> [GEGEVEN TEKST]:
....
27 oktober 2014

Promopraatje


Ach, wat het is toch donker. Met het terugzetten van de klok komt de winter er in volle galop aan. Goed, de temperatuur is nog alleszins te doen, maar de blaadjes kleuren de stoep en zojuist heb ik voor het eerst weer de verwarming aangezet.

Denkend aan kou en kilte zie ik me ineens weer staan op een gure parkeerplaats, vanwaar ik me zoekend naar de ingang van Madurodam begeef. Mijn jas blijkt minder winddicht dan de belofte van de verkoper had doen vermoeden. Rillend stap ik het gebouw binnen, waar die middag de Week van Kinderen Veilig van start gaat, de bijeenkomst waar ik mijn blog aan over zal houden.

Inmiddels is bijna een jaar verstreken. De volgende Week nadert en door mijn toch wel persoonlijke band ermee, volg ik de ontwikkelingen op de voet. Dat wil zeggen: van tijd tot tijd raadpleeg ik de website en kijk vooral hoeveel activiteiten erop gemeld staan. Enkele maanden geleden besteedde ik er al kort aandacht aan in mijn blog Ideeën.

In het begin ging het maar mondjesmaat, wat wil je ook, het was nog zomer. Maar nu 17 november met rasse schreden nadert bezie ik het met wat meer benauwdheid. En een beetje afgunst. Want wat blijkt? Utrecht, Zuid-Holland en Brabant doen het goed, maar Noord-Holland en enkele andere provincies staan op een magere 1. Sommige provincies zijn niet eens van de 0 af. Geen overdonderend aantal activiteiten, nog niet in de buurt van vorig jaar. Minder belangstelling, minder aandacht, minder actie? Dat weiger ik te geloven.

Daarom is mijn blog deze week vooral een promopraatje. Op de eerste plaats roep ik natuurlijk alle Amsterdammers en de Amsterdamse scholen, clubhuizen, ziekenhuizen, welzijnsorganisaties, wetenschappers, hulpinstellingen enz. op om in of rond de Week van Kinderen Veilig aandacht te besteden aan kindermishandeling, op welke manier dan ook. Ludiek, feestelijk, serieus, het doet er niet toe. En daar melding van te maken op de website van de Week van Kinderen Veilig. Want zeg nou zelf, Amsterdammers: 1 activiteit, dat vinden wij toch onder de maat? Laten we Rotterdam ons de loef afsteken?

En hopla, Noord-Hollanders, meedoen allemaal! Drentenaren en Zeelanders, zorg dat je bevrijd raakt van de hatelijke 0. En in actie Limburgers, Friezen, Flevolanders, zij aan zij met ons, om ons cijfer toch minimaal tot een voldoende op te krikken. Het moet gewoon weer een fantastische week worden, zodat kindermishandeling en vooral de aanpak daarvan, van ons allemaal wordt.
....
> [OPDRACHTEN]:
1 – Welke drie provincies doen het volgens het blogbericht goed wat het aantal gemelde activiteiten betreft?
2 – Vat het blogbericht samen in twee zinnen.
3 – Geef uit het blogbericht letterlijk het gedeelte weer dat begint bij "Daarom is mijn" en eindigt bij "de loef afsteken?".

> [INHOUD DATASET]:
....
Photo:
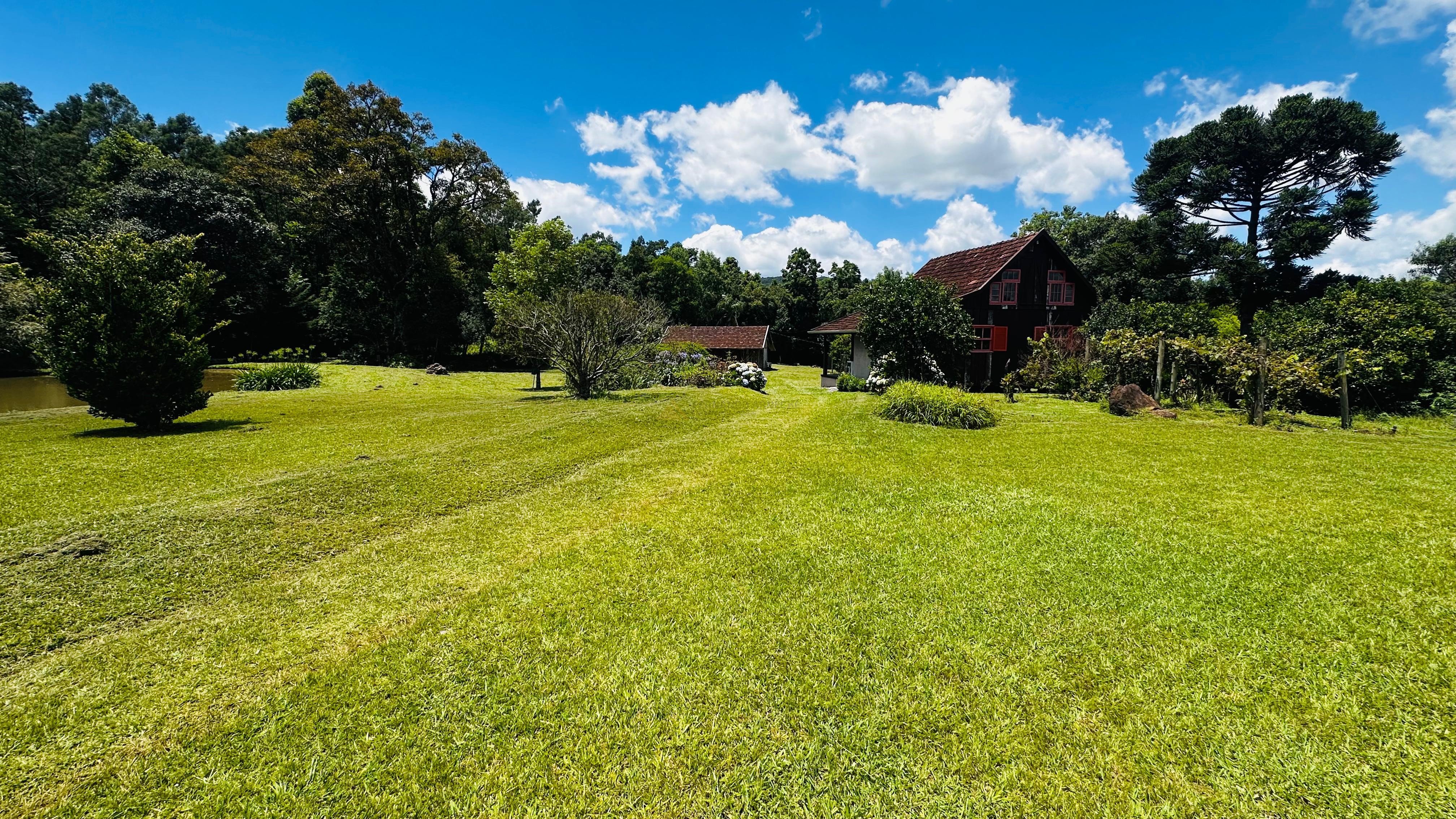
....
> [UITWERKINGEN]:
1 – Utrecht, Zuid-Holland en Brabant.

2 – De schrijver volgt de aanloop naar de volgende Week van Kinderen Veilig en ziet dat Noord-Holland en enkele andere provincies op de website maar op één activiteit staan en sommige provincies zelfs op nul. Daarom roept de schrijver Amsterdammers en inwoners van andere provincies op om in of rond die week aandacht te besteden aan kindermishandeling en dat op de website van de Week van Kinderen Veilig te melden.

3 –
Daarom is mijn blog deze week vooral een promopraatje. Op de eerste plaats roep ik natuurlijk alle Amsterdammers en de Amsterdamse scholen, clubhuizen, ziekenhuizen, welzijnsorganisaties, wetenschappers, hulpinstellingen enz. op om in of rond de Week van Kinderen Veilig aandacht te besteden aan kindermishandeling, op welke manier dan ook. Ludiek, feestelijk, serieus, het doet er niet toe. En daar melding van te maken op de website van de Week van Kinderen Veilig. Want zeg nou zelf, Amsterdammers: 1 activiteit, dat vinden wij toch onder de maat? Laten we Rotterdam ons de loef afsteken?